◆ Activity ◆
Write out exactly the lines from the line that contains "Place one point per instance of the red" through the final line of the listing below, and no others.

◆ Exercise material ◆

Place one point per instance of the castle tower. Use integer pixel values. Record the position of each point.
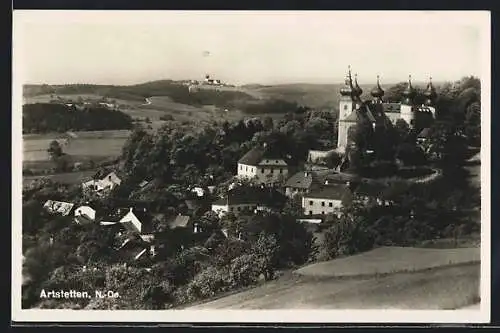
(357, 92)
(407, 108)
(348, 100)
(377, 92)
(430, 94)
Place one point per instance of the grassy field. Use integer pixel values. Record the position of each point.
(438, 285)
(385, 260)
(94, 143)
(440, 288)
(65, 178)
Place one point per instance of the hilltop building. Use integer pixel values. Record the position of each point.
(377, 111)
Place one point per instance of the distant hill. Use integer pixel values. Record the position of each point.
(306, 94)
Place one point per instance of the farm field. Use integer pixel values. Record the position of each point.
(386, 260)
(98, 143)
(64, 178)
(444, 287)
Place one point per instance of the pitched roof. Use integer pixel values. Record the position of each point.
(391, 107)
(262, 156)
(252, 195)
(58, 207)
(329, 192)
(302, 179)
(369, 189)
(253, 156)
(424, 133)
(178, 221)
(340, 178)
(353, 117)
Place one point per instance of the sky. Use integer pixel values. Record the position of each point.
(128, 47)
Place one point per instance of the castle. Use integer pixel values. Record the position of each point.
(378, 112)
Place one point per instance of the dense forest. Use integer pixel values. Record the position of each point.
(47, 117)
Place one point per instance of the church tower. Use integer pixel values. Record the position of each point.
(348, 101)
(377, 93)
(407, 108)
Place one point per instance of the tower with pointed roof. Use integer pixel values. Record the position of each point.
(407, 105)
(349, 100)
(430, 94)
(377, 92)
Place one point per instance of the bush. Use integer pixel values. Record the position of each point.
(347, 237)
(208, 283)
(245, 270)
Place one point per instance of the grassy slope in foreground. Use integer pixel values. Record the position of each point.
(436, 286)
(385, 260)
(441, 288)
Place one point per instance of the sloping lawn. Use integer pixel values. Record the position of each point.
(387, 260)
(451, 287)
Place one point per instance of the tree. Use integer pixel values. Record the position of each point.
(350, 234)
(55, 150)
(266, 248)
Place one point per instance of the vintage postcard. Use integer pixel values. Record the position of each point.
(251, 166)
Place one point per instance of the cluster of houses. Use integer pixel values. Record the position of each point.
(322, 191)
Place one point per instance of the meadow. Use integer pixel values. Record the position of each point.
(96, 143)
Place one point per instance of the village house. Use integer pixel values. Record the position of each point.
(262, 166)
(58, 207)
(85, 215)
(102, 186)
(135, 232)
(326, 200)
(302, 183)
(249, 199)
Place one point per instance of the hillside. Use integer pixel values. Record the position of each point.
(398, 278)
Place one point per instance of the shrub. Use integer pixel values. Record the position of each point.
(347, 237)
(208, 283)
(246, 269)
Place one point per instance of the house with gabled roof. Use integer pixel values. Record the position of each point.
(103, 185)
(301, 183)
(248, 200)
(58, 207)
(327, 200)
(85, 215)
(265, 167)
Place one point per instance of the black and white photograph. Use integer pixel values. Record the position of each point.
(191, 166)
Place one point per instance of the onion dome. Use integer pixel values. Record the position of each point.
(377, 91)
(357, 89)
(409, 92)
(430, 92)
(348, 89)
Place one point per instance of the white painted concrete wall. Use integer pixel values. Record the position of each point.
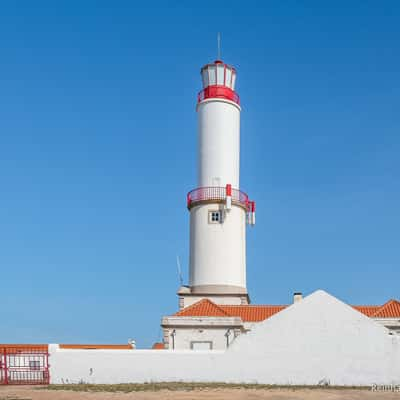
(319, 339)
(217, 250)
(218, 143)
(224, 300)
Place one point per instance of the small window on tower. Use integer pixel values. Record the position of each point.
(214, 217)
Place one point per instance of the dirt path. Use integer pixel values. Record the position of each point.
(34, 393)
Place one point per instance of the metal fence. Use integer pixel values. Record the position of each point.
(21, 365)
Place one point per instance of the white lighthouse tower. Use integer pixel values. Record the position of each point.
(219, 210)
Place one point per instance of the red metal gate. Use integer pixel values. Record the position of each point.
(24, 365)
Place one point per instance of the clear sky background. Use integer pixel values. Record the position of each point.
(98, 150)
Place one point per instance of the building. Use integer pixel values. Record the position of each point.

◆ Expected answer ◆
Place one point per instance of the red metal gate. Use integer pixel values. Record the position of each point.
(24, 365)
Place one point per instance of the clear sky background. Use integer pixel values. Record the position of each point.
(98, 150)
Place one point per instance of the building. Use integer pixel values. Record the position of each point.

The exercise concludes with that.